Traxy: Likewise. We’re doing Tosca again?
F: Yes. I would like to hear more about the version you saw last month, and after we finished the other one I had an idea for a topic. This month is busy for both of us as well, so I figured Tosca being fresh in both our minds would be ideal for a quick discussion.
T: Sounds good to me.
F: Let’s get to it. You have seen a previous production from Opera North, Wagner’s Parsifal, and you weren’t impressed by the concert staging.
T: Correct. Funnily enough, the guy who sang Scarpia was King Amfortas in that production.
F: Could you tell him apart this time?
T: … Yes. All the main characters wore different attire, so that helped. What’s interesting to me is that all but four performances had Giselle Allen as Tosca and Mykhailo Malafii as Cavaradossi, and two of those performances were the Nottingham ones, so the people you see in the videos and promotional photos on the website aren’t the same people that we saw on stage.
F: Good or bad?
T: Good! I saw a clip of E lucevan le stelle on Facebook and wasn’t that taken by it, to be honest, but the one on stage was great.
F: And Tosca?
F: Glad to hear it. Scarpia?
T: Creepy as all hell!
F: This is good news!
T: Tell me about it. Really enjoyed it. Tosca’s extremely sparkly red dress in the second act? Where can I get one of those? Because I want one!
F: Was this at the same venue as Parsifal?
T: No, it’s next door. It’s called the Royal Centre. Parsifal was at the Royal Concert Hall, which I think opened in the early 1980s. It’s not particularly pretty inside, but it’s functional. The Theatre Royal is from the 1870s or something like that. It’s rather pretty inside, very ornate and very green, but people were smaller 200 years ago.
T: Seating was awful. Obviously if you’re above a certain size you’re going to encounter chairs that are too small, because you’re larger than average, so it was entirely expected that sitting down would be awkward. Or rather, squeezing in and having the armrests dig into your hips is expected. Fun fact: when you have lipoedema, it’s really painful. One side actually had bruises for days afterwards.

---

[What the task requires] Carry on the conversation about Tosca from its last line. The lines after this point are not needed.

[Information shown]
---

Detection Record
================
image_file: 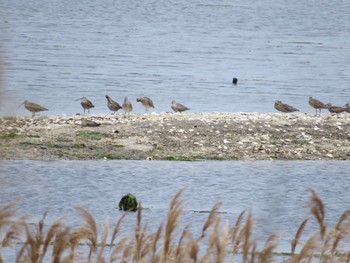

---

[Answer]
T: But like I said, it’s expected. People used to be smaller in general. The bigger problem was actually leg room.
F: Ah, leg room! That’s a struggle I know very well!
T: Yeah, there wasn’t any.
F: Wait, wait, wait. No leg room? I thought you weren’t super tall?
T: I’m not.
F: But you had no leg room?
T: None whatsoever. The back of the chair in front dug into my leg, just below the knee, and that area was tender for a week afterwards. Trying to find a position, in an almost sold out performance, where you are reasonably comfortable without encroaching too much on the stranger next to you, or forcing your partner into an even more awkward position, or the person in front of you having your knees on their back? Surprisingly difficult.
T: So you’re sat on a sloping balcony with low ceiling above you, your legs seizing up from your impromptu new career as a contortionist, in an almost sold out little theatre, and it gets claustrophobic. I’ve never been happier that there were two intervals during an otherwise not very long performance, because we really needed the leg stretcher!
F: Was this your first time at this venue?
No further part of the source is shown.